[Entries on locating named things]

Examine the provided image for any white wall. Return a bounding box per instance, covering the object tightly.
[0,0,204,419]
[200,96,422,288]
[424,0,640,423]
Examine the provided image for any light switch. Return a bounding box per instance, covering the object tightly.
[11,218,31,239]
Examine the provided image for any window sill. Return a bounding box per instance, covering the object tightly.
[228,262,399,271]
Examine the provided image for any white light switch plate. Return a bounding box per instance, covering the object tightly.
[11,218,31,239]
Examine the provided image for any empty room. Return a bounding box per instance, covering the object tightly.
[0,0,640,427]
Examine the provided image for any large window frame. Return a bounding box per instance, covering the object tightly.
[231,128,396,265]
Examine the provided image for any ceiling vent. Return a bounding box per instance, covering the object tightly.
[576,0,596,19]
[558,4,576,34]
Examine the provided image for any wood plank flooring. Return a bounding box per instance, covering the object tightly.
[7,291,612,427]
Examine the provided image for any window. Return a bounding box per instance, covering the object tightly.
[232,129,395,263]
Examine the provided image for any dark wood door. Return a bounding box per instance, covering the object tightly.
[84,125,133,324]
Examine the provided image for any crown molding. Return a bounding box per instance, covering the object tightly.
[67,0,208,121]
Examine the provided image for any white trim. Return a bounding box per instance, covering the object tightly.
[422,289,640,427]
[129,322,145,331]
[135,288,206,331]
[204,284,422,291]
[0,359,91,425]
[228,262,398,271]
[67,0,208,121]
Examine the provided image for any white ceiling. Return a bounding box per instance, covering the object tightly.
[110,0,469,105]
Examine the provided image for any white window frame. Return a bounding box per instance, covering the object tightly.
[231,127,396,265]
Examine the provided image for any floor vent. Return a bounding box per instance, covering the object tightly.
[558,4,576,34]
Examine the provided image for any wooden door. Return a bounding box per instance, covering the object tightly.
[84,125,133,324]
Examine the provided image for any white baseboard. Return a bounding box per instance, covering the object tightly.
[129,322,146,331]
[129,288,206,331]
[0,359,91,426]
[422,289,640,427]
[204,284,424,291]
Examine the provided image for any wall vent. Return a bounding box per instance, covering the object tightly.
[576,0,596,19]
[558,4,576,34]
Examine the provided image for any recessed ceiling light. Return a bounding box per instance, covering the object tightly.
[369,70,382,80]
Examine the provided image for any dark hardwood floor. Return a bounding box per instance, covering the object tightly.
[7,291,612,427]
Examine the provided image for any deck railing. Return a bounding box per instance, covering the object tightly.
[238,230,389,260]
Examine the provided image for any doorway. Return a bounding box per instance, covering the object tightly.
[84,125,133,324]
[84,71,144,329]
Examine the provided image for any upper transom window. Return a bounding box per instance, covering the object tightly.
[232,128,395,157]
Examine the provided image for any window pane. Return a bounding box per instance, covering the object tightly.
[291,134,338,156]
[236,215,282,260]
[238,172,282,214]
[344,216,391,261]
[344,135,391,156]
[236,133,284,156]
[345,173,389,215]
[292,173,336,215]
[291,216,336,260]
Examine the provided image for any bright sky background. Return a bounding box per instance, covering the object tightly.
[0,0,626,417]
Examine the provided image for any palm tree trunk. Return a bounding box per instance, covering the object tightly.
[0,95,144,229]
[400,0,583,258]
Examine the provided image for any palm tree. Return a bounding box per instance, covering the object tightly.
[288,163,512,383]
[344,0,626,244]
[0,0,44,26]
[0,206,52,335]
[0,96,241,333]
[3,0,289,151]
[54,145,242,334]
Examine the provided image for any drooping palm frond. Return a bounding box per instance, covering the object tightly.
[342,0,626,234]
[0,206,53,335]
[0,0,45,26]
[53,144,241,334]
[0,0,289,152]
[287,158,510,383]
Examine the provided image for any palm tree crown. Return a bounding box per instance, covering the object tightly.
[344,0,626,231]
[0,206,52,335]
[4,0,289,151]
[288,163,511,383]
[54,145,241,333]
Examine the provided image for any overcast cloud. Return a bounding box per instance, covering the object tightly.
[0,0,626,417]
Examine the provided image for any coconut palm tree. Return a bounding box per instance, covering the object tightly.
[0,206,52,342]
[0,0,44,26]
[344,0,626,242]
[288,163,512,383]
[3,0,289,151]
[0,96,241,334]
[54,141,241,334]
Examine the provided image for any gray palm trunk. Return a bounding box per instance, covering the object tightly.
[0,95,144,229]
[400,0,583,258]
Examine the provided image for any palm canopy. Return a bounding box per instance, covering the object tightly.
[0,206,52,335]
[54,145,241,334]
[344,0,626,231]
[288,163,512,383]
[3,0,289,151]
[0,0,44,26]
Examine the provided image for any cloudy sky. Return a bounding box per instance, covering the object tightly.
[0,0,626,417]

#### Requirement:
Repeat the listing verbatim, beginning at the line that contains "Examine the provided image for any coconut" and continuing through the final line of the listing, both included.

#### Exercise answer:
Examine the provided image for any coconut palm tree. Return a bounding box per instance, covering the object tightly.
[0,206,52,342]
[0,0,44,26]
[344,0,626,242]
[288,163,512,383]
[3,0,289,151]
[0,96,241,334]
[54,141,241,334]
Examine the provided image for any gray palm trunk. Return a bounding box per instance, covering the object tightly.
[0,95,144,229]
[400,0,583,258]
Examine the provided image for any palm canopy. Return a bounding box per instance, covering the object tightly.
[0,206,52,335]
[54,145,241,334]
[344,0,626,231]
[288,163,512,383]
[3,0,289,151]
[0,0,44,26]
Examine the provided image for any cloudy sky. Return a bounding box per instance, covering the object tightly.
[0,0,626,417]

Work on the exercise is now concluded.